*Goal of the exercise*.
Pick up the review of A Rope of Chalk where it ends and carry it on.

*Source text*.

···

A Rope of Chalk by Ryan Veeder (2020)

The Little Ugly, Evil Guy On My Shoulder’s Verdict:

Ryan Veeder? More like Ryan WEEDER if you ask me. Get it? Haha. Yeah, I get that Ryan is actually more into the harder stuff, but I couldn’t find a way to make Ryan CRACKER not sound racist.

The Little Nice, Handsome Guy On My Shoulder’s Verdict:

Drug use should never be trivialized. Some of the best people I’ve ever known took trips on episcophacetin and never returned home again.

My Verdict:

To play this game is to step into another, very strange world. I think I finally understand now what Ricky Martin was talking about when he sang about livin’ la Veeder loca.

Game Information

Game Type: Inform (Glulx)

Author Info: Ryan Veeder is one of the best and most intriguing IF writers to emerge on the scene over the past decade. He’s prolific, he has a website, he tweets, and people give him money every month on Patreon just for existing. I assume all the hot AIF action is only accessible to his OnlyFans subscribers which is in my opinion one of the greatest injustices ever perpetrated by capitalism.

Download Link: http://ifarchive.org/if-archive/games/competition2020/Games/A%20Rope%20of%20Chalk/chalk.gblorb

Other Games By This Author: Taco Fiction, Ryan Veeder’s Authentic Fly Fishing, Reference and Representation: An Approach to First-Order Semantics, and many more!

···

*Material provided*.
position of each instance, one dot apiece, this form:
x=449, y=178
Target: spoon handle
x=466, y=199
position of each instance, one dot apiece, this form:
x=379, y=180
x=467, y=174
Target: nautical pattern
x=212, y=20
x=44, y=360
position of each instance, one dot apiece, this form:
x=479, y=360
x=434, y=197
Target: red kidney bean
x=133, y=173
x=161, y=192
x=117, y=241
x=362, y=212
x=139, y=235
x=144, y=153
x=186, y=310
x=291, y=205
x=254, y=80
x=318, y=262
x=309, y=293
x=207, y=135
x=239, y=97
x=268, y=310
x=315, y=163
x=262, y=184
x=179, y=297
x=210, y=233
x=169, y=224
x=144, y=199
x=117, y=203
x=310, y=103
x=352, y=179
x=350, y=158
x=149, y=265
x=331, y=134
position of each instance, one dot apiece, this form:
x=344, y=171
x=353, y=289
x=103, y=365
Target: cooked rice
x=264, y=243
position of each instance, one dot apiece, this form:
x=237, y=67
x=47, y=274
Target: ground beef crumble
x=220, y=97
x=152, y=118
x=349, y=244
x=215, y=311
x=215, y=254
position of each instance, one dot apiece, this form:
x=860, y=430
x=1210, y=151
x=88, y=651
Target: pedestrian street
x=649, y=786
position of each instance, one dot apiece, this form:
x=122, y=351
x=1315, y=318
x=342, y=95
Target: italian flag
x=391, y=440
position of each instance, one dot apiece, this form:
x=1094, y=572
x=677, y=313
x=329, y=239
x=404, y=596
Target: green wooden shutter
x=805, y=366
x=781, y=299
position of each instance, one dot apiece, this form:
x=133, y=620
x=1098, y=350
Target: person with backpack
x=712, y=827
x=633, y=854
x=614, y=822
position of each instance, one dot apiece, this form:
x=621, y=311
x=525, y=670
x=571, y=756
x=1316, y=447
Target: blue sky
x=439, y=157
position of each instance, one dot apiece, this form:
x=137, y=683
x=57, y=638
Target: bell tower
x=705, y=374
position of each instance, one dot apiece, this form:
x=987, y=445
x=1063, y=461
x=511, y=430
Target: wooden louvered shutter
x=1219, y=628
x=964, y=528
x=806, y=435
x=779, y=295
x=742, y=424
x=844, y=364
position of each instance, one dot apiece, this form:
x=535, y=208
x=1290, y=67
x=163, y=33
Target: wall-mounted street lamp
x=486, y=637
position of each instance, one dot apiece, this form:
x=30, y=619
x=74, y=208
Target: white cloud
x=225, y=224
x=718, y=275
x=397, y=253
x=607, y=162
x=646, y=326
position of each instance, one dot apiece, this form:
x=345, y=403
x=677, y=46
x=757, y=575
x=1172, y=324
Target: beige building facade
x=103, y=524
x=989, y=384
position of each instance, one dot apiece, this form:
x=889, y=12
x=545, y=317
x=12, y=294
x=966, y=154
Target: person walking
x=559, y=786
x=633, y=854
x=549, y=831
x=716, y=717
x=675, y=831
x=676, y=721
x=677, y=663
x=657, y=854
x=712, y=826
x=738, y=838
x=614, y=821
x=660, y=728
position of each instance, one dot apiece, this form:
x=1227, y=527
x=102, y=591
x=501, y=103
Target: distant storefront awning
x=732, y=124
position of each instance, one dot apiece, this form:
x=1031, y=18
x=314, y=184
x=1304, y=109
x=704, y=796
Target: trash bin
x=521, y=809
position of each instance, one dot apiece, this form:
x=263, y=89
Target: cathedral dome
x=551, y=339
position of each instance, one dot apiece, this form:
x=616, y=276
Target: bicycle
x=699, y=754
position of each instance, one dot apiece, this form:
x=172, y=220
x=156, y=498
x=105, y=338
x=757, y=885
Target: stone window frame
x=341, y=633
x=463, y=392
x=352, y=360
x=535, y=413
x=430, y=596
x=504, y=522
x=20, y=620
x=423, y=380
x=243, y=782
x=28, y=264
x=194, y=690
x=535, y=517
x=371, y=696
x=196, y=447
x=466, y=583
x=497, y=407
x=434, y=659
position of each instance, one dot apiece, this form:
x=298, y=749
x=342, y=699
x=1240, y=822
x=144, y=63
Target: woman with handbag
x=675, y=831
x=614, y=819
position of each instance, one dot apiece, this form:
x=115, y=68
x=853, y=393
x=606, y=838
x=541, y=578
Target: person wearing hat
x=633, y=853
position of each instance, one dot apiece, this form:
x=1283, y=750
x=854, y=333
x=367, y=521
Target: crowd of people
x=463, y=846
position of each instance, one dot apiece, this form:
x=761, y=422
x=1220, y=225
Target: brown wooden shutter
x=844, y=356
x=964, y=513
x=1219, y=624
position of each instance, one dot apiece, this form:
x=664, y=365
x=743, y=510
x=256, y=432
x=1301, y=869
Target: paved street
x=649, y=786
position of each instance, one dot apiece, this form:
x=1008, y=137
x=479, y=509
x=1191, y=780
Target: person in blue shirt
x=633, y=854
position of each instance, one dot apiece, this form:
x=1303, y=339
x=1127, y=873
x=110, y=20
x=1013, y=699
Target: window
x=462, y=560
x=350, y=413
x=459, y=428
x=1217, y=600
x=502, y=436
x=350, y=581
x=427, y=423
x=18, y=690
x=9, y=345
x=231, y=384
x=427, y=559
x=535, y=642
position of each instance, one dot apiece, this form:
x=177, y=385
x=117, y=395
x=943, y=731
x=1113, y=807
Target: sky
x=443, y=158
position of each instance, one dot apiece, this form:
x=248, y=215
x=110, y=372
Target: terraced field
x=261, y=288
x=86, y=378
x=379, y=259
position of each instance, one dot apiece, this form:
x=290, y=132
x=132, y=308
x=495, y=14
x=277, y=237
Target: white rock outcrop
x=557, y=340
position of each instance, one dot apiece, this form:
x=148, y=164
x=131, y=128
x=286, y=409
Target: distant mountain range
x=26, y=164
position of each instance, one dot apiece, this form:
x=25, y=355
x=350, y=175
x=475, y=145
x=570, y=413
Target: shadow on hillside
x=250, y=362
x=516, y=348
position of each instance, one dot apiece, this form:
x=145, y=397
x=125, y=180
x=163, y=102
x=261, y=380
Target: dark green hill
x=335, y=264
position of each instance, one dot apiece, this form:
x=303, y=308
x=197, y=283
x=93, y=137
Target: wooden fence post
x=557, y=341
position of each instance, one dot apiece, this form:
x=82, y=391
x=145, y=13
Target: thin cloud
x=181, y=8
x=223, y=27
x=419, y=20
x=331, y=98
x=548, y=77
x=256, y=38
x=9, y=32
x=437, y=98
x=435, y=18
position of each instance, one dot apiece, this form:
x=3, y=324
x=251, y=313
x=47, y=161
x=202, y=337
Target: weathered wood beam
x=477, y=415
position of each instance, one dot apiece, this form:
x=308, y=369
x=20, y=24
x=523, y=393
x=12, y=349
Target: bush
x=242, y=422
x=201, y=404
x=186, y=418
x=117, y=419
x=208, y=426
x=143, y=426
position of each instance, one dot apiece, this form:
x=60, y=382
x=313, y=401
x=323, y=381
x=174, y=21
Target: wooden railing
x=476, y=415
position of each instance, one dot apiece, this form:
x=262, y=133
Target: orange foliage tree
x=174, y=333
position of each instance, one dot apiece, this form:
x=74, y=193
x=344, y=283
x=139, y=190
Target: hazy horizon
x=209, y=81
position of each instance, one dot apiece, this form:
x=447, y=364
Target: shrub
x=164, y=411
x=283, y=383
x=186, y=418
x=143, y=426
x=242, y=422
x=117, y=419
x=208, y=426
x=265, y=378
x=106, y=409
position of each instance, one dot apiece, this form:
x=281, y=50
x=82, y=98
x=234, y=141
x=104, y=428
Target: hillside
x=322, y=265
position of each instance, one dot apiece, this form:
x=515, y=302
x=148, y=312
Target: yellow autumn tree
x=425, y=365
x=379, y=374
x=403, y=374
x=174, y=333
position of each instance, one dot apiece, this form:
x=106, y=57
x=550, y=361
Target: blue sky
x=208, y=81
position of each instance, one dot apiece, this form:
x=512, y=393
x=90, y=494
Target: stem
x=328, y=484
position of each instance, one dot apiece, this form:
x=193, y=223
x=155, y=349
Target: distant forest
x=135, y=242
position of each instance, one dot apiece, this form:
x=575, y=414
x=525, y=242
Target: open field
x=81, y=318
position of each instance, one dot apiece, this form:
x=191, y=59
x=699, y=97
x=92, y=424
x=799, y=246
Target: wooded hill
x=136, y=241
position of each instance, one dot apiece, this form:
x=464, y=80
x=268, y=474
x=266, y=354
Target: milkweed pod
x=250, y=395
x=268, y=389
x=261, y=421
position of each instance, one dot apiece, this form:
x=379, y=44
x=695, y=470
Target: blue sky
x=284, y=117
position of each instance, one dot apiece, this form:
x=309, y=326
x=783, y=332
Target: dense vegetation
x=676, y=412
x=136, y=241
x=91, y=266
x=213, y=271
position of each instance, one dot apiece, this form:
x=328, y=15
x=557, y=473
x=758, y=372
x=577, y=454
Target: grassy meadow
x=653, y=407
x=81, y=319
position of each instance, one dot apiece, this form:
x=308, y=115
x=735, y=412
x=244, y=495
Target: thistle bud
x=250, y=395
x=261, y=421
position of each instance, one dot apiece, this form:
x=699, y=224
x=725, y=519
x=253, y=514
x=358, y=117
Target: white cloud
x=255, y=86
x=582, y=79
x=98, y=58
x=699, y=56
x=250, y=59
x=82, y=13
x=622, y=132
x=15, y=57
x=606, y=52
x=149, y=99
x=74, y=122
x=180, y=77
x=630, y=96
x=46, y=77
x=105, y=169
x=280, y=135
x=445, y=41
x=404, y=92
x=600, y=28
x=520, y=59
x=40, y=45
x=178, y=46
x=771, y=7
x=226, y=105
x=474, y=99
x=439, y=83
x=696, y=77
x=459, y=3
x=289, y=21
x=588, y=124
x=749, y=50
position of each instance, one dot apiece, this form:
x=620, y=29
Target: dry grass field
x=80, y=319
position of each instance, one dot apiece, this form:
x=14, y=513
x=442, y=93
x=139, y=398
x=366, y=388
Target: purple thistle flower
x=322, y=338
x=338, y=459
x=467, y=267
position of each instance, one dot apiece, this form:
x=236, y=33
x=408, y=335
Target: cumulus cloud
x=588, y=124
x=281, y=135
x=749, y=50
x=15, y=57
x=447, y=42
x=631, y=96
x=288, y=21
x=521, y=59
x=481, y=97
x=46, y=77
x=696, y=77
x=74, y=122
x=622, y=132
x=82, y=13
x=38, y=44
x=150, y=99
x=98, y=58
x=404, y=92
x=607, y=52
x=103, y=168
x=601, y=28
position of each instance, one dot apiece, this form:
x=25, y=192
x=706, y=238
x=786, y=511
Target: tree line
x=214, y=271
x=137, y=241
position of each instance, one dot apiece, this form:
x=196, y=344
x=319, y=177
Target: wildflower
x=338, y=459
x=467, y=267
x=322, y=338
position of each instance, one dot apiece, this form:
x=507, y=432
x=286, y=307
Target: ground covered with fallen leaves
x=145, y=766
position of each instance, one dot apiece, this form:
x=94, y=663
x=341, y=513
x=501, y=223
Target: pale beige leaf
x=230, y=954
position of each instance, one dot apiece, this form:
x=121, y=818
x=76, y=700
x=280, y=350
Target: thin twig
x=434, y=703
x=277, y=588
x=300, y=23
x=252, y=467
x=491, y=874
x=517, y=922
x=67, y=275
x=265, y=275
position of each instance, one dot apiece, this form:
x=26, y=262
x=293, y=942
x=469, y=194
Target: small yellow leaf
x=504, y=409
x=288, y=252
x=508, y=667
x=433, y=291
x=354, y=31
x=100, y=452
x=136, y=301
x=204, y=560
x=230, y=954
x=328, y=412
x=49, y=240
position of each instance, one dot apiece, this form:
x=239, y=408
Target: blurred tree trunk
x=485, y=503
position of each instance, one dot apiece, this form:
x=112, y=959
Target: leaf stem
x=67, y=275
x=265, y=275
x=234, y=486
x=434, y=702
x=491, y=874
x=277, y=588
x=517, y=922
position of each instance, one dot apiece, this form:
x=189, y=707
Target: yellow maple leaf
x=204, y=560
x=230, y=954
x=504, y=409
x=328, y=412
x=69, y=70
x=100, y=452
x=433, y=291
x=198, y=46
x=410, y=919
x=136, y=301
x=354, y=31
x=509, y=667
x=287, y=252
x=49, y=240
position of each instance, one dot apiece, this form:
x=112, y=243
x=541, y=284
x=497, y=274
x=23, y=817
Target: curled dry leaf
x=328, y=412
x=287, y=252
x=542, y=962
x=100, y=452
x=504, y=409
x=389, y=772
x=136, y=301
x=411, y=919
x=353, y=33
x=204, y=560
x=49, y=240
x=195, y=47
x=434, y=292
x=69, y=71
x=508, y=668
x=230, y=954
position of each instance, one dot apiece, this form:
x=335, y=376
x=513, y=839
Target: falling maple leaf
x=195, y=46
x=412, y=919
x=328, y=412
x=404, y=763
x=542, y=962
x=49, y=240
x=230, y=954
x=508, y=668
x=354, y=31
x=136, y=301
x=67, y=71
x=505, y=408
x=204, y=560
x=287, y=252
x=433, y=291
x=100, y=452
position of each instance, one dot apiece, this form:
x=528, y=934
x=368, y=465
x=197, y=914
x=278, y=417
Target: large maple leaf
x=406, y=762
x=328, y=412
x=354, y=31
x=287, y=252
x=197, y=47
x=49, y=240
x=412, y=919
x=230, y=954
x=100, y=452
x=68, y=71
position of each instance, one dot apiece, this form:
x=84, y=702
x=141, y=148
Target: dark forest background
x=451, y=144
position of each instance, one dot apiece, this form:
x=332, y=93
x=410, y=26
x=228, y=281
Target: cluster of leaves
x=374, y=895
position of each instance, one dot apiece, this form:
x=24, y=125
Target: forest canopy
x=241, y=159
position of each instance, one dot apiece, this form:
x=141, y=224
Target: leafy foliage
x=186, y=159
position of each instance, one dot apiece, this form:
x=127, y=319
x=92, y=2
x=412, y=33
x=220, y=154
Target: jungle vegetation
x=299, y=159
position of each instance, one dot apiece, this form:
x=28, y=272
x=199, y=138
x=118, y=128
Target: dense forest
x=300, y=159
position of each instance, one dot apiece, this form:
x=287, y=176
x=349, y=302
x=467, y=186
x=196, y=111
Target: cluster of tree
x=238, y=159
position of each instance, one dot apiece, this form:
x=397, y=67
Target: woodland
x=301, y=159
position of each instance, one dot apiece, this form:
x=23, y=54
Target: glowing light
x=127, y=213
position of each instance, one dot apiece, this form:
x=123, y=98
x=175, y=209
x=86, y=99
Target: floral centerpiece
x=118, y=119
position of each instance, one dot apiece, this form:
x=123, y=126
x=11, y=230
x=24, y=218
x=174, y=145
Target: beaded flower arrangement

···

*Output of the task*.
A Rope of Chalk is a mess, a glorious, chaotic, and entertaining mess. It is a wild, topsy-turvy ride that takes you from the banality of a college art competition to the furthest reaches of the center of the mind. Like a babe in the dark woods who is cruelly plucked from the protection of the crib and abandoned to the whims of the ravenous wolves, the player can do little but react helplessly to the swirling environment that surrounds him or her. The wolves happen to be baby wolves so there’s no real danger, but it’s all pretty goddamn confusing nonetheless. It’s worth diving blindly into the maelstrom primarily because our guide through the pandemonium happens to be one of the best young writers of interactive fiction we have.

This may not be a particularly useful comparison, but I tend to think of Ryan Veeder as being the most Adam Cadre-like of his generation of IF writers. The games aren’t particularly similar, but both fellows tend to do interesting, unique work that challenges our preconceptions of what IF is and should be. They push boundaries, innovate, and take bold risks. Furthermore, they’re both excellent writers who are adept at creating vibrant, complex worlds and vivid, complex characters. They’re two of the funniest guys around when they want to be, too. Perhaps the most infuriating quality that they have in common is that even when their games annoy me I have to temper my criticism with thoughts like, “But that was interesting. That was unique. That made me think. That made me feel. That kept my attention and made me keep playing.” I hate that. If you’re going to be annoying, just be annoying. “Annoying good” and “annoying fascinating” aren’t valid alignments except in highly specialized D&D campaigns.

Ryan Veeder games often start out one way and then twist, turn, and ultimately reveal themselves to be something else or at least something more. So it is with A Rope of Chalk. Even though the game starts out in a very ordinary way and places you in the very ordinary role of a college student who is judging a chalk art competition at her school, there’s a sense that not everything is as it should be. Weird things keep happening. People seem a little off. As you wander the competition, study the chalk art, converse with the artists, and try to settle a dispute between two of the competitors, you’re also waiting for the shoe to drop. The dynamic tension that Charles Atlas once utilized to make himself unreasonably ripped now feels like it is in the air, supercharging the atmosphere and creating an uneasy aura of anticipation. Something is coming. Something is going to happen. You just don’t know what. Yet.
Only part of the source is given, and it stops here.